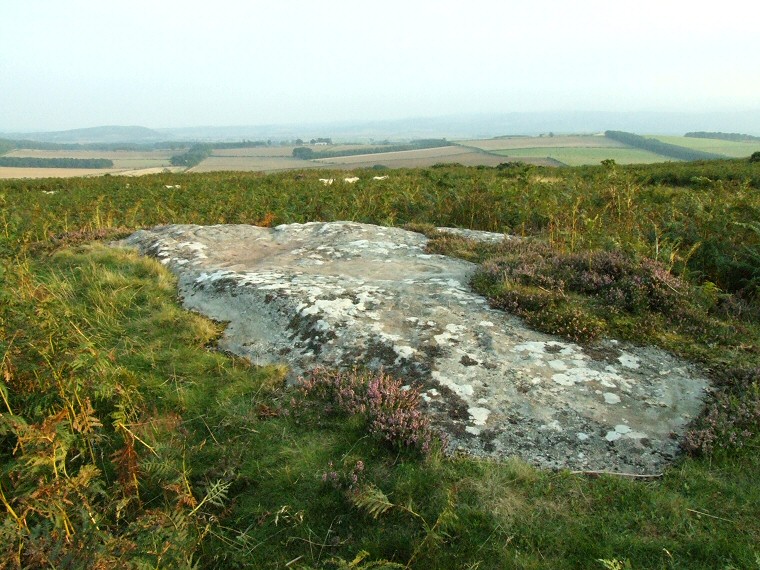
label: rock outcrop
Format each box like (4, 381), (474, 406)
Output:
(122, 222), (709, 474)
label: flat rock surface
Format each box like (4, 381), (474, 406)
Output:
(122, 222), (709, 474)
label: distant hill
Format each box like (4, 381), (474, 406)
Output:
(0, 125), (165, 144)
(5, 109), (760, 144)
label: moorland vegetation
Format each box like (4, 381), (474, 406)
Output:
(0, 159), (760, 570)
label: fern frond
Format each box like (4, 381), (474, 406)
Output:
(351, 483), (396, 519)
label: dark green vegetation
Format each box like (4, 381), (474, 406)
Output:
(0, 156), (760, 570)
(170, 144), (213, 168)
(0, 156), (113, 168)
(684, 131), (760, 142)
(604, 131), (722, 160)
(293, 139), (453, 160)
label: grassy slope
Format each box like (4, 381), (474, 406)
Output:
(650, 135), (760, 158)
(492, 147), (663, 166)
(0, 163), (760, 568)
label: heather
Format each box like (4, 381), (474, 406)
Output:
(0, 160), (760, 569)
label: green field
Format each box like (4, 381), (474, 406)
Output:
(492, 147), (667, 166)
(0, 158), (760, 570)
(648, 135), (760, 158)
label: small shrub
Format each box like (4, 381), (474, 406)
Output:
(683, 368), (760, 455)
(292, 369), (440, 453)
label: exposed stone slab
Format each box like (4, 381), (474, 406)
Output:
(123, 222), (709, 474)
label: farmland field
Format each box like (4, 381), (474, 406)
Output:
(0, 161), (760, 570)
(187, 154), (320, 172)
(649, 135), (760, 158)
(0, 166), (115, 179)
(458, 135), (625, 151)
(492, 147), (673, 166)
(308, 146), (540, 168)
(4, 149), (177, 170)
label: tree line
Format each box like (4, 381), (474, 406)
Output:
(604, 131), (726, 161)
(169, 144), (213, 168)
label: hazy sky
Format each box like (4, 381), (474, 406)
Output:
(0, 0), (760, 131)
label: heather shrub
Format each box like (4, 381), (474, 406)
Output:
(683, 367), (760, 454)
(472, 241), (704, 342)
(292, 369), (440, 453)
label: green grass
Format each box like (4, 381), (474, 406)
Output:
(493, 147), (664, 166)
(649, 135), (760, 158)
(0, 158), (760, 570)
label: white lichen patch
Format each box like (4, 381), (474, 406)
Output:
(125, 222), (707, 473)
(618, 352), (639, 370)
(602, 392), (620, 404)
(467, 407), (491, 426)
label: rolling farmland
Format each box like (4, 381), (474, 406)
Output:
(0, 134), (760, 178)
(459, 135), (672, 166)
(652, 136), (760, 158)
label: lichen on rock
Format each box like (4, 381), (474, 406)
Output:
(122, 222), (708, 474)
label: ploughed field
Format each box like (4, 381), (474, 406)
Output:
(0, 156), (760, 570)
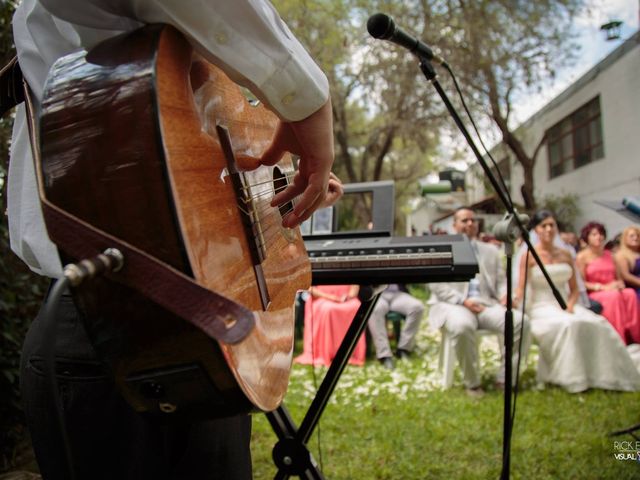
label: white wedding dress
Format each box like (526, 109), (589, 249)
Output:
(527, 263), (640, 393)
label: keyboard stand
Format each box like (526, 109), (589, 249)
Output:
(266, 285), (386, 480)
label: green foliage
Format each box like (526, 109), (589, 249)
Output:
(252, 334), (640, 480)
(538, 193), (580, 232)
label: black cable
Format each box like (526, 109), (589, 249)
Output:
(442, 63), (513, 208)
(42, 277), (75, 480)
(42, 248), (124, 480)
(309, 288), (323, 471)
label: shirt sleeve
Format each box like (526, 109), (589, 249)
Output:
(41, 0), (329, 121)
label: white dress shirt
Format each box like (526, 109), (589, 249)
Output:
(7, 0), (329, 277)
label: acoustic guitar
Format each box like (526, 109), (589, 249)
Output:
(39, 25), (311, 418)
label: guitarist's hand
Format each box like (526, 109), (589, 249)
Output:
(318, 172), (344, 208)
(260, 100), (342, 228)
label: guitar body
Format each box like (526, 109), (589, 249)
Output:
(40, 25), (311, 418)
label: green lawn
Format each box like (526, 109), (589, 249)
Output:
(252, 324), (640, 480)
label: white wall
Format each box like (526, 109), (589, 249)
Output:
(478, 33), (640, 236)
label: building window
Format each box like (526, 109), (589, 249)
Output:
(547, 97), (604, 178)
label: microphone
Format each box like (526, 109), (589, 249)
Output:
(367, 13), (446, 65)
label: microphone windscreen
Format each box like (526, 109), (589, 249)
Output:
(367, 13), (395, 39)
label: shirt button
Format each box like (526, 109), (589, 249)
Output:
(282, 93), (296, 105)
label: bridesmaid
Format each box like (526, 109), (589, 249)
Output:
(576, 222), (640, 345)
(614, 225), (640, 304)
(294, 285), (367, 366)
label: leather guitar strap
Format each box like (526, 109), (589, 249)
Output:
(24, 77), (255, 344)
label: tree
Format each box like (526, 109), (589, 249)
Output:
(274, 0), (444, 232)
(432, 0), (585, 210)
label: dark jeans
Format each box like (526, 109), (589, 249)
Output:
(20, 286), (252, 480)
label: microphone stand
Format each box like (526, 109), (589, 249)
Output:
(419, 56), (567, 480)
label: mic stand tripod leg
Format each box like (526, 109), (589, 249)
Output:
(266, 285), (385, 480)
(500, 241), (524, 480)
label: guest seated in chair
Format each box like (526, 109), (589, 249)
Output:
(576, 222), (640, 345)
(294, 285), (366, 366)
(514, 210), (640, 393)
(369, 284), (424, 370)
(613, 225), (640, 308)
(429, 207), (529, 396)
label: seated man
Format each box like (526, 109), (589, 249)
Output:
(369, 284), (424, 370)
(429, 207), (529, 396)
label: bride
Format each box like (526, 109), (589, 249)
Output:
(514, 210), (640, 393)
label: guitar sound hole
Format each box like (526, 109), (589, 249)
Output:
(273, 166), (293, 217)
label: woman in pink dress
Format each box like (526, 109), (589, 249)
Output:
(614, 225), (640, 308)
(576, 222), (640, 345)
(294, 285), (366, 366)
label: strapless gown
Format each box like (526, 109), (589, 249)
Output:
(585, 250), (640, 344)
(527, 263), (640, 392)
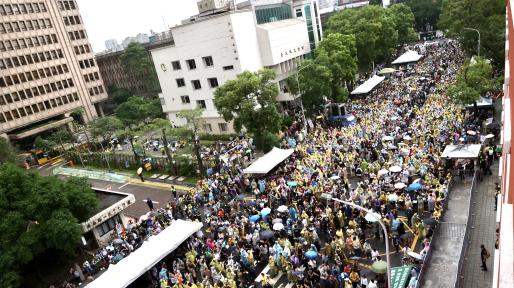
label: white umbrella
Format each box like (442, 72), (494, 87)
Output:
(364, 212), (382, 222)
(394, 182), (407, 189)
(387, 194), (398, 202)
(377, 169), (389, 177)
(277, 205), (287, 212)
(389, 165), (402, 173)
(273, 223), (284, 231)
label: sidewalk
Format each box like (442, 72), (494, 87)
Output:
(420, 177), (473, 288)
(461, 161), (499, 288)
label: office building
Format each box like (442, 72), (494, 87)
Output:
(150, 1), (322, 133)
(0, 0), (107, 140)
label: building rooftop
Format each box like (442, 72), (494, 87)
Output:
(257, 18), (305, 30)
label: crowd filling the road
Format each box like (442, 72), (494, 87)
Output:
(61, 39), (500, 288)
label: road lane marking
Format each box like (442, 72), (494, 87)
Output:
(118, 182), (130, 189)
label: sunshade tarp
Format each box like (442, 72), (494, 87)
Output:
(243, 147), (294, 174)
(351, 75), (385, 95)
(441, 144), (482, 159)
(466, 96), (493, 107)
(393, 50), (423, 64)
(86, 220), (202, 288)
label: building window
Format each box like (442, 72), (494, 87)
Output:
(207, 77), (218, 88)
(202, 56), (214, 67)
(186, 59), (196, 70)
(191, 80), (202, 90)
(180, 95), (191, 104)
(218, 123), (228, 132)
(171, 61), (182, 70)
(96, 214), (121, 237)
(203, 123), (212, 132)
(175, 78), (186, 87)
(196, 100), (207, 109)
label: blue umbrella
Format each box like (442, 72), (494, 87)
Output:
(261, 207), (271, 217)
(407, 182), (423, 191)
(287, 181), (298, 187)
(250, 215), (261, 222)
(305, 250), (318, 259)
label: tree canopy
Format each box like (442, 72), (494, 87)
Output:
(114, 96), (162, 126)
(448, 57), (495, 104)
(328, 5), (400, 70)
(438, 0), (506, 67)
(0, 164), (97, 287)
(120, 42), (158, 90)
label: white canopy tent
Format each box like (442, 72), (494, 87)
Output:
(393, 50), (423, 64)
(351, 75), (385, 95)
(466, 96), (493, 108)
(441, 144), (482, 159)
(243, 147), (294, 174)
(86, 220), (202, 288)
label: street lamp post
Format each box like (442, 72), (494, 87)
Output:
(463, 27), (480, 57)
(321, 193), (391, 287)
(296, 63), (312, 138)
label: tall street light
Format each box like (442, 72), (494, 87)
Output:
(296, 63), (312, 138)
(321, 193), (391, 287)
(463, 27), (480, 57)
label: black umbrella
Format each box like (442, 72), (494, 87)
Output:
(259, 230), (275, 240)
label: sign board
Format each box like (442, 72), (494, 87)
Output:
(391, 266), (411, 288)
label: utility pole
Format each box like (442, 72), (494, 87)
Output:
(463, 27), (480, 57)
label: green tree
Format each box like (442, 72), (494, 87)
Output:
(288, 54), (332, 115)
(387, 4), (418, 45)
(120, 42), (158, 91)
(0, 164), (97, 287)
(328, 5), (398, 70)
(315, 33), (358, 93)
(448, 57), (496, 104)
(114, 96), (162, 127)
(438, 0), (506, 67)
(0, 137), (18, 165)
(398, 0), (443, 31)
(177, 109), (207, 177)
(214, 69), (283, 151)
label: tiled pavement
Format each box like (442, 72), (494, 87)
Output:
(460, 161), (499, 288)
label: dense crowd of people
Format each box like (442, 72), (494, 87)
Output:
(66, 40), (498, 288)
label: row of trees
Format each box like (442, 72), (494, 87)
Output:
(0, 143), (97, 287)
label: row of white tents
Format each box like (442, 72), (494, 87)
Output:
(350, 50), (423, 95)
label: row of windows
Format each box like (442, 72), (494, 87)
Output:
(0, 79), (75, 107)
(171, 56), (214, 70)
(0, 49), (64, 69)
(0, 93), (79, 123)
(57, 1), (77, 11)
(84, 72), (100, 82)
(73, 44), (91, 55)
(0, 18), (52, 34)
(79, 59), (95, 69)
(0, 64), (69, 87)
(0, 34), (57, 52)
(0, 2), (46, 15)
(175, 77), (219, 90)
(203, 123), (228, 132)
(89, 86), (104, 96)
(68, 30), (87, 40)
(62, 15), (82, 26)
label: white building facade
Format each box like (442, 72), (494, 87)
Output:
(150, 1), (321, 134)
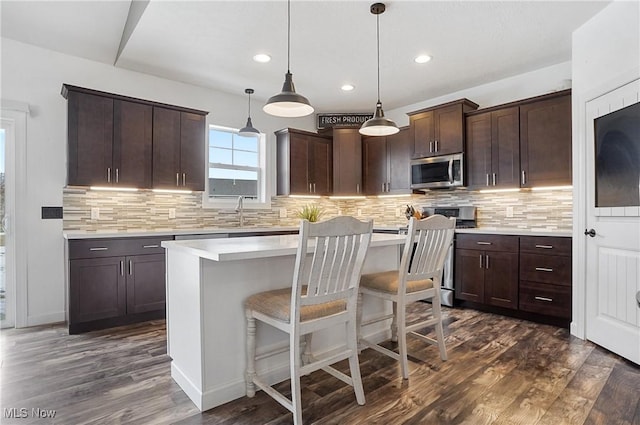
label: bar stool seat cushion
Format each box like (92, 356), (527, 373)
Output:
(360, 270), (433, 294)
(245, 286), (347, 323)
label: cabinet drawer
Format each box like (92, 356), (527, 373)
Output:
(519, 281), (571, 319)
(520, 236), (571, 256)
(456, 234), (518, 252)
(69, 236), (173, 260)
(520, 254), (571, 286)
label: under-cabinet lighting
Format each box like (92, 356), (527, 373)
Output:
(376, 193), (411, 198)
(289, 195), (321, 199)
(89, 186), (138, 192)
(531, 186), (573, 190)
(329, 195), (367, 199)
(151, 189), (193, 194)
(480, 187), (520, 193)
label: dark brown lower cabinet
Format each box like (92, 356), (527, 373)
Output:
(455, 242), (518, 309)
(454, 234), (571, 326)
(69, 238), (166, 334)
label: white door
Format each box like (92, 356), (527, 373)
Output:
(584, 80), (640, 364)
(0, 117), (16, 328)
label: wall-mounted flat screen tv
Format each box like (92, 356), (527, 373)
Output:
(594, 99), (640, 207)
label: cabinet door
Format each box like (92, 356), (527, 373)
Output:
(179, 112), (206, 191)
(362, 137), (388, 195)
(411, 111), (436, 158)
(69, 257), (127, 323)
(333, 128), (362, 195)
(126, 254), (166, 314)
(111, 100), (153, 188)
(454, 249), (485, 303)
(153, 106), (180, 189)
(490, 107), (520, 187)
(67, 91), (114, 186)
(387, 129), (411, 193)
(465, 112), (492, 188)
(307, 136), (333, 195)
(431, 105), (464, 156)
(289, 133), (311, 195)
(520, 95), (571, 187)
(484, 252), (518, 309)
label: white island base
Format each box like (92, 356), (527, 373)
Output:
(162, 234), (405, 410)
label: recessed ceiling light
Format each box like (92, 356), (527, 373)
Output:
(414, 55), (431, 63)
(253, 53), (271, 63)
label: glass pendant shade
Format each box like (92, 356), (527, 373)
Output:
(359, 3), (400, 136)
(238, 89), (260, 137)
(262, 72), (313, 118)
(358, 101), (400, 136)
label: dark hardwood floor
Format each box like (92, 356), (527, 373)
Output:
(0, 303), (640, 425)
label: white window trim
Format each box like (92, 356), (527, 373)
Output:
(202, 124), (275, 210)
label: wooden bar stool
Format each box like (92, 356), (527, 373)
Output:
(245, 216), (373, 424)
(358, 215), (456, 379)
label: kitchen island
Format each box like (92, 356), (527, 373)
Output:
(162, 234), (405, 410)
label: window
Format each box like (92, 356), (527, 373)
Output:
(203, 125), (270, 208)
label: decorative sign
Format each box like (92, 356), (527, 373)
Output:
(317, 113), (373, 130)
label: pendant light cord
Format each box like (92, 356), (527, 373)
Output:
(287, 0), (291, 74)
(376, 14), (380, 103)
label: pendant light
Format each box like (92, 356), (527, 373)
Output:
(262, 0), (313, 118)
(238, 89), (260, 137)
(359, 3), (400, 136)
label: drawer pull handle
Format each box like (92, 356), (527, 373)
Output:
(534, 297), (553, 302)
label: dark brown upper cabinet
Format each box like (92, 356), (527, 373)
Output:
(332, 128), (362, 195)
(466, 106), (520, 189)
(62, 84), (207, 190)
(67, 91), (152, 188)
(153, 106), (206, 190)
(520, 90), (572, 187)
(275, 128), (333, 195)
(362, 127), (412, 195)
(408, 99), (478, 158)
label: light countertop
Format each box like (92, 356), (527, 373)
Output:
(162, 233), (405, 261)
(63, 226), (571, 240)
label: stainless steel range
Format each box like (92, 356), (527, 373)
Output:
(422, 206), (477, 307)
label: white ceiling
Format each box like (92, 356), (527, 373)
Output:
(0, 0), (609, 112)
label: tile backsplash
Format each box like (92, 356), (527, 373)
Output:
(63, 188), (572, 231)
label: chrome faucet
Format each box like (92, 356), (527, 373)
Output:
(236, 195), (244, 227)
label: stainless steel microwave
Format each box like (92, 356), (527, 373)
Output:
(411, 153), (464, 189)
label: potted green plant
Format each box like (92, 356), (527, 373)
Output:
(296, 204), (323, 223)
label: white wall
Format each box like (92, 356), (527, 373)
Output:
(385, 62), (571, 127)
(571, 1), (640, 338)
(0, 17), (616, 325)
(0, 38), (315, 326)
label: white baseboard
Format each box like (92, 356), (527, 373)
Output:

▶ Work required
Reproduce word for word the lines of the entries starting at the line that contains "label: white baseboard" and ending at the last line of the entries, both included.

▶ Output of the exercise
label: white baseboard
Format each box like (92, 356), (527, 373)
Output:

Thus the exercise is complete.